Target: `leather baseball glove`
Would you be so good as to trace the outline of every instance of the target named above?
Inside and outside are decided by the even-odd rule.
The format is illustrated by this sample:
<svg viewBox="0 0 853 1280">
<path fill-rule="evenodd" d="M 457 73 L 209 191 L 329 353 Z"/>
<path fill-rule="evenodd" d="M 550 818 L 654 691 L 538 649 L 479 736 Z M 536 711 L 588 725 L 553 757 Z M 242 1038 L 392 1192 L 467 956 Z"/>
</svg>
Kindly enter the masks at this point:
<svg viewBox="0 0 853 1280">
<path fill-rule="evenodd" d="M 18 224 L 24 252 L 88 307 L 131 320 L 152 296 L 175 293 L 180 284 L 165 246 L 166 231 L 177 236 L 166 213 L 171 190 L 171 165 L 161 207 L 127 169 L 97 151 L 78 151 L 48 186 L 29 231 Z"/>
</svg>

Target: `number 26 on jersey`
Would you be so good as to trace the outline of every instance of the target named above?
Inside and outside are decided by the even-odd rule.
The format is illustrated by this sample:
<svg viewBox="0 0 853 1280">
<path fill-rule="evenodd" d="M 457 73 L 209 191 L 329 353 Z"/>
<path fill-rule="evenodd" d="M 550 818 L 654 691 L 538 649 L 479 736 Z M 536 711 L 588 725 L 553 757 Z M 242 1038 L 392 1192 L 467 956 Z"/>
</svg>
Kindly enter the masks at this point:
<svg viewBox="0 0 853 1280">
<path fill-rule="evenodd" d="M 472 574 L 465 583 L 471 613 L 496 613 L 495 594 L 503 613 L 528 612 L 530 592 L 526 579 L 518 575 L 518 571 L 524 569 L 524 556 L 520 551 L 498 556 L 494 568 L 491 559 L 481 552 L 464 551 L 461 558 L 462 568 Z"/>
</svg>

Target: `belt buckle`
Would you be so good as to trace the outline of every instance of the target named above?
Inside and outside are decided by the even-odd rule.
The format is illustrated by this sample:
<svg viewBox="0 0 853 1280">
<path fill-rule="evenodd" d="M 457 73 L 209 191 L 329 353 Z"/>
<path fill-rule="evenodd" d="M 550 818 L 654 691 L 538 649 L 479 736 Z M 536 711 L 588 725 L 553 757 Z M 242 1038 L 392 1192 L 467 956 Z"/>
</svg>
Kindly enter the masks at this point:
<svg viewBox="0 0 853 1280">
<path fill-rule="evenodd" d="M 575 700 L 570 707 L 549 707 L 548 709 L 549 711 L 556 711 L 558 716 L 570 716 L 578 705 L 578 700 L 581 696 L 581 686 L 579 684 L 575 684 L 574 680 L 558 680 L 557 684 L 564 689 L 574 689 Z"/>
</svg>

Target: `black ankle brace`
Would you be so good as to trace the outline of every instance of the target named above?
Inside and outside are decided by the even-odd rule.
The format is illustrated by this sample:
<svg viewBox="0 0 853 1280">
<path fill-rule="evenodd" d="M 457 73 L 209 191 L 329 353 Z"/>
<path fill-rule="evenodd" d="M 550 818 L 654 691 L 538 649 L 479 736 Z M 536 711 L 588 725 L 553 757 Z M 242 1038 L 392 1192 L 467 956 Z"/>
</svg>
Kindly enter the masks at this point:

----

- WHAT TO WORK ON
The answer is every entry, repeated word for word.

- RESULT
Target: `leather baseball glove`
Would you be so good as to trace the outline of every instance of the target named above?
Inside and outside are decided by the even-odd rule.
The format is illustrated by this sample:
<svg viewBox="0 0 853 1280">
<path fill-rule="evenodd" d="M 457 73 L 209 191 L 329 353 Z"/>
<path fill-rule="evenodd" d="M 550 818 L 654 691 L 538 649 L 479 736 Z M 536 711 L 588 725 L 553 757 Z M 242 1038 L 392 1192 L 467 956 Z"/>
</svg>
Kindly enter the masks at this point:
<svg viewBox="0 0 853 1280">
<path fill-rule="evenodd" d="M 18 224 L 24 252 L 88 307 L 131 320 L 152 296 L 175 293 L 180 284 L 165 246 L 166 231 L 177 236 L 166 213 L 171 190 L 171 165 L 161 207 L 127 169 L 97 151 L 78 151 L 48 186 L 29 231 Z"/>
</svg>

Target: `number 26 on jersey`
Would you be so good as to trace the outline of every instance of the target named above?
Inside and outside are decided by the even-odd rule.
The format is illustrated by this sample:
<svg viewBox="0 0 853 1280">
<path fill-rule="evenodd" d="M 457 73 L 209 191 L 329 353 Z"/>
<path fill-rule="evenodd" d="M 550 818 L 654 691 L 538 649 L 479 736 Z M 536 711 L 588 725 L 553 757 Z M 242 1038 L 392 1192 L 467 956 Z"/>
</svg>
Kindly enter the masks at this point:
<svg viewBox="0 0 853 1280">
<path fill-rule="evenodd" d="M 472 574 L 465 583 L 471 613 L 496 613 L 495 594 L 503 613 L 528 612 L 530 592 L 526 579 L 518 575 L 518 571 L 524 569 L 524 556 L 520 551 L 498 556 L 494 568 L 491 559 L 481 552 L 464 551 L 461 558 L 462 568 Z"/>
</svg>

Target: `belt buckle`
Would you be so good as to trace the outline of every instance of the target named above?
Inside and outside are decided by the even-odd rule.
The format is illustrated by this sample:
<svg viewBox="0 0 853 1280">
<path fill-rule="evenodd" d="M 457 73 L 209 191 L 329 353 Z"/>
<path fill-rule="evenodd" d="M 550 818 L 654 691 L 538 649 L 479 736 Z M 536 711 L 588 725 L 553 757 Z M 242 1038 L 392 1192 L 467 956 Z"/>
</svg>
Kindly enter the masks at this point:
<svg viewBox="0 0 853 1280">
<path fill-rule="evenodd" d="M 575 700 L 570 707 L 549 707 L 548 709 L 549 711 L 556 711 L 558 716 L 570 716 L 578 705 L 578 700 L 581 696 L 581 686 L 579 684 L 575 684 L 574 680 L 558 680 L 557 684 L 564 689 L 574 689 Z"/>
</svg>

Target: `black ankle brace`
Would you be so good as to trace the outline of every instance of the target named above?
Inside and outside are decided by the even-odd rule.
The format is illustrated by this sample:
<svg viewBox="0 0 853 1280">
<path fill-rule="evenodd" d="M 457 73 L 209 191 L 329 353 Z"/>
<path fill-rule="evenodd" d="M 550 818 L 654 691 L 538 649 L 479 736 Z M 536 711 L 588 725 L 553 757 Z M 242 1038 L 392 1192 L 467 956 Z"/>
</svg>
Kindly enter the masks at this point:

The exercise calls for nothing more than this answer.